* [WRITTEN INSTRUCTION]: Output the records below as a two-column CSV with the header row text,answer and one row for each record. Put each record's text and its answer in their own quoted field, and replace every line break inside a field with a space.
===
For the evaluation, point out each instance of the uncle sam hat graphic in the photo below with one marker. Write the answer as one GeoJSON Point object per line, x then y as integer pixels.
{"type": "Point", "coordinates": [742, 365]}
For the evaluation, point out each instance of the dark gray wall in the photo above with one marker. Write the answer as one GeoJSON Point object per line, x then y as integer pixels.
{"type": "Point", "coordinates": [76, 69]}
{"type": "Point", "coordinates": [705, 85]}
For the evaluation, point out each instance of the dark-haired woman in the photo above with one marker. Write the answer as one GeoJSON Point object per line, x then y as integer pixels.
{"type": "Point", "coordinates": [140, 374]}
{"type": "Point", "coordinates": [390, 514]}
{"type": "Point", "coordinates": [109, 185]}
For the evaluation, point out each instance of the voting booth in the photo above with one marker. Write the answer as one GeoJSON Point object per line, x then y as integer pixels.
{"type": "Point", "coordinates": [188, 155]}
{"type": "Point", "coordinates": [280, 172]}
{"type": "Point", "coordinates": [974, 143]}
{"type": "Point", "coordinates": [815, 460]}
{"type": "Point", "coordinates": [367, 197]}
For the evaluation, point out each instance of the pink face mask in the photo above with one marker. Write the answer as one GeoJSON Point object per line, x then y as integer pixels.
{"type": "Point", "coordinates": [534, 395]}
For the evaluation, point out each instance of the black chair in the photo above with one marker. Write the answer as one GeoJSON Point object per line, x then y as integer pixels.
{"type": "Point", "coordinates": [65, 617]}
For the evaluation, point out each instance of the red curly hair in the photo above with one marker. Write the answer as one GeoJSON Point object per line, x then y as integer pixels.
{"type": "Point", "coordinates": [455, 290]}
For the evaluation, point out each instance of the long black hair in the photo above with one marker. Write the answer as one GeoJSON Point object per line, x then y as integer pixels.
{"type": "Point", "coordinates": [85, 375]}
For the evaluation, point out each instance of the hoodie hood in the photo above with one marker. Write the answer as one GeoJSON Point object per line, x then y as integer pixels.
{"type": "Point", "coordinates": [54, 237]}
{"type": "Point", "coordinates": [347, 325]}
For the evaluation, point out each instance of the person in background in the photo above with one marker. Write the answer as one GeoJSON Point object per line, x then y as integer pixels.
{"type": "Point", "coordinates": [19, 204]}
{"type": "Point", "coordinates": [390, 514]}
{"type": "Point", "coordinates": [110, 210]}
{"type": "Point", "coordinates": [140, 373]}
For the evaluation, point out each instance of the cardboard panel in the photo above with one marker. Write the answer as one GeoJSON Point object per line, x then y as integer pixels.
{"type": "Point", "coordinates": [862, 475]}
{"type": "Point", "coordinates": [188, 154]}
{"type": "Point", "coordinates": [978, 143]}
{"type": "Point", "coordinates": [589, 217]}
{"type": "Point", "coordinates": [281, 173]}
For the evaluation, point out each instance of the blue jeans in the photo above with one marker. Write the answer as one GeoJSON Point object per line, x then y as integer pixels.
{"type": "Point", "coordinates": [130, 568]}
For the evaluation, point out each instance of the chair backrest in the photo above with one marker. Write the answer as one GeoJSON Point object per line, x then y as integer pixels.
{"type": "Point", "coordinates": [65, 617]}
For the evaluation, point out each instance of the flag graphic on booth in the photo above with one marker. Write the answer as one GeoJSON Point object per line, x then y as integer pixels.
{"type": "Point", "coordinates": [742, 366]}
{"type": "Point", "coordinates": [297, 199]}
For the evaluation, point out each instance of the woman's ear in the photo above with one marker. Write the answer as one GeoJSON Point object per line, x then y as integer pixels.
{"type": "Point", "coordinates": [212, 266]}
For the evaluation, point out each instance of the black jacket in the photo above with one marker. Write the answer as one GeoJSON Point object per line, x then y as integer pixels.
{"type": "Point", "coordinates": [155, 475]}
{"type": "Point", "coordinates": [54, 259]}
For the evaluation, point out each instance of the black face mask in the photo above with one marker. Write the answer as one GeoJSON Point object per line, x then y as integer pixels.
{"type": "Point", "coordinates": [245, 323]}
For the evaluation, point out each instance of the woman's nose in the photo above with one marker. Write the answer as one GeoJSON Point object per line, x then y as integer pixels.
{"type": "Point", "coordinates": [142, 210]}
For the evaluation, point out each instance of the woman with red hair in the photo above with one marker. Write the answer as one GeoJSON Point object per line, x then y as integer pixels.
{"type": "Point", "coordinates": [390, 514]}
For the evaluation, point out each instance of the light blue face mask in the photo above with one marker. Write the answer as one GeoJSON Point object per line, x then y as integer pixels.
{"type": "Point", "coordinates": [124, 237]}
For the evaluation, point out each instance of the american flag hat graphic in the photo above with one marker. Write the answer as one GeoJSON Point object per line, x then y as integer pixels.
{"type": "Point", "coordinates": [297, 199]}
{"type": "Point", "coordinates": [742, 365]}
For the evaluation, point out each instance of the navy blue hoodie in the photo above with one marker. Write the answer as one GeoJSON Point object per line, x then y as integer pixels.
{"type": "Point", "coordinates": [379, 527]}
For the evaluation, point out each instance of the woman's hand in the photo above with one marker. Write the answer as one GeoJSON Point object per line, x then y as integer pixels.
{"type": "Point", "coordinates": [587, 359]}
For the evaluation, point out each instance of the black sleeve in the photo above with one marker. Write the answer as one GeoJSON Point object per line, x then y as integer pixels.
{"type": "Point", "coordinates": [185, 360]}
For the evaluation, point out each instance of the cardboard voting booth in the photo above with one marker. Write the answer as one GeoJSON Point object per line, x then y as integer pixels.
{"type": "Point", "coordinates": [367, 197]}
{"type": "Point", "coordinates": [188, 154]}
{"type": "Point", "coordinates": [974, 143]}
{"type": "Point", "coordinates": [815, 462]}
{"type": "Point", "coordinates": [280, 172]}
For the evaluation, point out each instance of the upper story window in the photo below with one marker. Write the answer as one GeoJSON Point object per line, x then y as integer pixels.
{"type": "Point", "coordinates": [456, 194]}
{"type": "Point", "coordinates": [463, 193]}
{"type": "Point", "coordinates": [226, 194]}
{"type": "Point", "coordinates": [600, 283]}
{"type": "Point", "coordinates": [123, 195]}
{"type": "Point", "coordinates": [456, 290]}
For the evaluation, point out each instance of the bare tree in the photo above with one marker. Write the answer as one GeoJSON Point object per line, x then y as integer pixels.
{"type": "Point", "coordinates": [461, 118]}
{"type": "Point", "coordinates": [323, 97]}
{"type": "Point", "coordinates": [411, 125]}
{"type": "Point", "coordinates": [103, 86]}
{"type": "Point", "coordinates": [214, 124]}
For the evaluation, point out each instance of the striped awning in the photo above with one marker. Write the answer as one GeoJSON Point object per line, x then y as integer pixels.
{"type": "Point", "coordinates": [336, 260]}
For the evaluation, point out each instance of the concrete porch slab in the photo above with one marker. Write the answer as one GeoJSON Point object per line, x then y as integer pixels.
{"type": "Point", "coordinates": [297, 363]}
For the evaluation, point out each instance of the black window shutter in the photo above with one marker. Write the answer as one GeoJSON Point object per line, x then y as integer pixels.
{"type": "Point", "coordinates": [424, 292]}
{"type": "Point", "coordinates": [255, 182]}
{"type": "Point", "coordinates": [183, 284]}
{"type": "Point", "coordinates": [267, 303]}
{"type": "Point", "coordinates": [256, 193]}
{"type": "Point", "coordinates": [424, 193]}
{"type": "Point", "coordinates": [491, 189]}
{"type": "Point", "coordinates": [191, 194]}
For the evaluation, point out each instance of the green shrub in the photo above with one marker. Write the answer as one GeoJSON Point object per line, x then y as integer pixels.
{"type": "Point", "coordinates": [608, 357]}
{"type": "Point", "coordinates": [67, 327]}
===
* [COMPLETED TASK]:
text,answer
"For the evaluation, point out each instance of the uncle sam hat graphic in the photo below with one marker. Write the answer as one GeoJSON Point object per line, x then y as integer pixels.","{""type"": ""Point"", ""coordinates"": [742, 365]}"
"For the evaluation, point out each instance of the dark gray wall in the photo above with one marker. Write the answer as one GeoJSON Point object per line, x then y as integer pixels.","{""type"": ""Point"", ""coordinates"": [76, 69]} {""type"": ""Point"", ""coordinates"": [705, 85]}"
"For the evaluation, point out each instance of the dark-haired woman in the photo above with one marker. Write the answer as one GeoJSON Point object per line, x then y as integer pixels.","{""type"": ""Point"", ""coordinates"": [140, 374]} {""type"": ""Point"", ""coordinates"": [390, 514]} {""type"": ""Point"", ""coordinates"": [109, 185]}"
"For the evaluation, point out each instance of the voting booth in the photo above with one marker. Write the answer as one GeoJSON Point object per line, x then y as integer pixels.","{""type"": ""Point"", ""coordinates"": [188, 155]} {""type"": ""Point"", ""coordinates"": [280, 172]} {""type"": ""Point"", ""coordinates"": [974, 143]} {""type"": ""Point"", ""coordinates"": [815, 460]} {""type"": ""Point"", ""coordinates"": [367, 197]}"
"For the evaluation, point out each instance of the pink face mask in the photo above with one marker. Write the answer as one GeoJSON Point object per line, x then y as integer pixels.","{""type"": ""Point"", ""coordinates"": [534, 395]}"
"For the evaluation, point out each instance of the black chair in the photo above with one marker. Write the answer as one GeoJSON Point object per line, x then y as integer pixels.","{""type"": ""Point"", ""coordinates"": [65, 617]}"
"For the evaluation, point out each instance of the red curly hair in the photo above with one marker. Write the answer as one GeoJSON Point object per line, x then y as integer pixels.","{""type"": ""Point"", ""coordinates"": [455, 290]}"
"For the evaluation, point out each instance of the long black hair in the photo above with one marker. Write the answer as one GeoJSON Point object per line, x then y as integer pixels.","{""type"": ""Point"", ""coordinates"": [85, 375]}"
"For the evaluation, point out each instance of the hoodie hood in the photo above with one marker. Write the answer as one GeoJSON Point object per line, x then y as integer pixels.","{""type"": ""Point"", ""coordinates"": [54, 237]} {""type"": ""Point"", ""coordinates"": [347, 325]}"
"For the evaluation, point out each instance of the person in background in the photo above with one marker. Write the answer as one GeoJSON Point object per line, x then y as integer pixels.","{""type"": ""Point"", ""coordinates"": [19, 204]} {""type"": ""Point"", ""coordinates"": [390, 514]} {""type"": ""Point"", ""coordinates"": [110, 210]} {""type"": ""Point"", ""coordinates"": [140, 373]}"
"For the evaluation, point out each instance of the cardboard panel in the photo above with one marker. Write the answer as one GeoJSON Point object per line, x then y as integer pixels.","{""type"": ""Point"", ""coordinates"": [862, 475]} {""type"": ""Point"", ""coordinates"": [188, 154]} {""type"": ""Point"", ""coordinates"": [978, 143]} {""type"": ""Point"", ""coordinates"": [589, 217]} {""type"": ""Point"", ""coordinates"": [281, 173]}"
"For the evaluation, point out each instance of the blue jeans in the photo above with one marker. Write the answer as one GeoJSON Point object per line, x then y as integer pixels.","{""type"": ""Point"", ""coordinates"": [130, 568]}"
"For the evaluation, point out each instance of the chair backrest in the photo above with one marker. Write the answer as one GeoJSON Point object per line, x then y as integer pixels.","{""type"": ""Point"", ""coordinates"": [65, 617]}"
"For the evaluation, point out each instance of the flag graphic on booth in the photo above with one marker. Write the answer as one GeoJSON Point object per line, x then y as integer pixels.","{""type"": ""Point"", ""coordinates"": [742, 366]} {""type"": ""Point"", ""coordinates"": [297, 199]}"
"For the evaluation, point out each instance of the woman's ear in the photo above with one marker. Write the answer as one GeoJSON Point object per line, x then y as integer pixels.","{""type"": ""Point"", ""coordinates"": [212, 266]}"
"For the evaluation, point out each instance of the black jacket in the photo above with one marker. Write the answer as one GeoJSON Point object per line, x then y as integer pixels.","{""type"": ""Point"", ""coordinates"": [155, 475]} {""type"": ""Point"", ""coordinates"": [54, 259]}"
"For the evaluation, point out each instance of the black face mask in the photo above with one marker. Write the answer as one GeoJSON Point object per line, x then y as integer pixels.","{""type"": ""Point"", ""coordinates"": [245, 323]}"
"For the evaluation, point out each instance of the woman's nose in the photo above with one marker. Write the answer as one GeoJSON Point object per line, x then y as integer pixels.","{""type"": ""Point"", ""coordinates"": [142, 210]}"
"For the evaluation, point out each instance of the woman with red hair in the photo above with one marker. Write the answer as one GeoJSON Point object per line, x then y as integer pixels.","{""type"": ""Point"", ""coordinates"": [390, 514]}"
"For the evaluation, point out each instance of the light blue face mask in the photo above with one marker. Write the answer as one GeoJSON Point object per line, x then y as integer pixels.","{""type"": ""Point"", ""coordinates"": [124, 237]}"
"For the evaluation, point out each instance of the american flag hat graphic in the photo above with one marker. Write the answer as one GeoJSON Point object per line, x then y as integer pixels.","{""type"": ""Point"", ""coordinates"": [297, 199]} {""type"": ""Point"", ""coordinates"": [742, 365]}"
"For the evaluation, point out each instance of the navy blue hoodie in the photo above with one marker. Write the answer as one GeoJSON Point object per line, x then y as integer pixels.","{""type"": ""Point"", ""coordinates"": [379, 527]}"
"For the evaluation, point out each instance of the woman's hand in the photo above with one marker. Write the answer as one GeoJSON Point object per line, x then y as integer pixels.","{""type"": ""Point"", ""coordinates"": [587, 359]}"
"For the evaluation, point out each instance of the black sleeve in the photo above with one marker. Write the answer as one GeoJSON Point object per line, x then y as integer pixels.","{""type"": ""Point"", ""coordinates"": [185, 360]}"
"For the evaluation, point out each instance of the cardboard voting booth in the photo above with one marker. Write the answer as one GeoJSON Point object per line, x then y as integer pixels.","{""type"": ""Point"", ""coordinates"": [367, 197]} {""type"": ""Point"", ""coordinates"": [188, 154]} {""type"": ""Point"", ""coordinates"": [974, 143]} {""type"": ""Point"", ""coordinates"": [815, 462]} {""type"": ""Point"", ""coordinates"": [280, 172]}"
"For the evaluation, point out each instance of the upper story window in the photo below with one marker. Write the answer as one GeoJSON Point object per line, x then y as integer pixels.","{""type"": ""Point"", ""coordinates"": [456, 194]} {""type"": ""Point"", ""coordinates"": [463, 193]} {""type"": ""Point"", ""coordinates"": [226, 194]} {""type"": ""Point"", ""coordinates"": [600, 283]} {""type"": ""Point"", ""coordinates"": [123, 195]} {""type"": ""Point"", ""coordinates"": [456, 290]}"
"For the evaluation, point out each instance of the bare tree in the photo above with one marker. Write the answer as one GeoJSON Point object per line, x then y as integer pixels.","{""type"": ""Point"", ""coordinates"": [461, 118]} {""type"": ""Point"", ""coordinates"": [323, 97]} {""type"": ""Point"", ""coordinates"": [411, 125]} {""type"": ""Point"", ""coordinates"": [103, 86]} {""type"": ""Point"", ""coordinates"": [214, 124]}"
"For the evaluation, point out each instance of the striped awning in the photo above with one marker. Write the answer as one GeoJSON Point object per line, x then y as integer pixels.","{""type"": ""Point"", ""coordinates"": [336, 260]}"
"For the evaluation, point out each instance of the concrete porch slab in the photo above with one marker. Write the answer as one GeoJSON Point object per line, x then y as integer pixels.","{""type"": ""Point"", ""coordinates"": [297, 363]}"
"For the evaluation, point out each instance of the black window shutter in the photo above with one marker. Write the answer as one GeoJSON Point object per line, x then y as integer pixels.","{""type"": ""Point"", ""coordinates"": [424, 292]} {""type"": ""Point"", ""coordinates"": [255, 182]} {""type"": ""Point"", ""coordinates"": [183, 284]} {""type"": ""Point"", ""coordinates"": [267, 303]} {""type"": ""Point"", ""coordinates"": [256, 193]} {""type"": ""Point"", ""coordinates"": [424, 193]} {""type"": ""Point"", ""coordinates"": [491, 189]} {""type"": ""Point"", ""coordinates"": [191, 194]}"
"For the evaluation, point out each instance of the green shrub in the photo above with one marker. Write the answer as one GeoJSON Point object per line, x then y as integer pixels.","{""type"": ""Point"", ""coordinates"": [608, 357]} {""type"": ""Point"", ""coordinates"": [67, 327]}"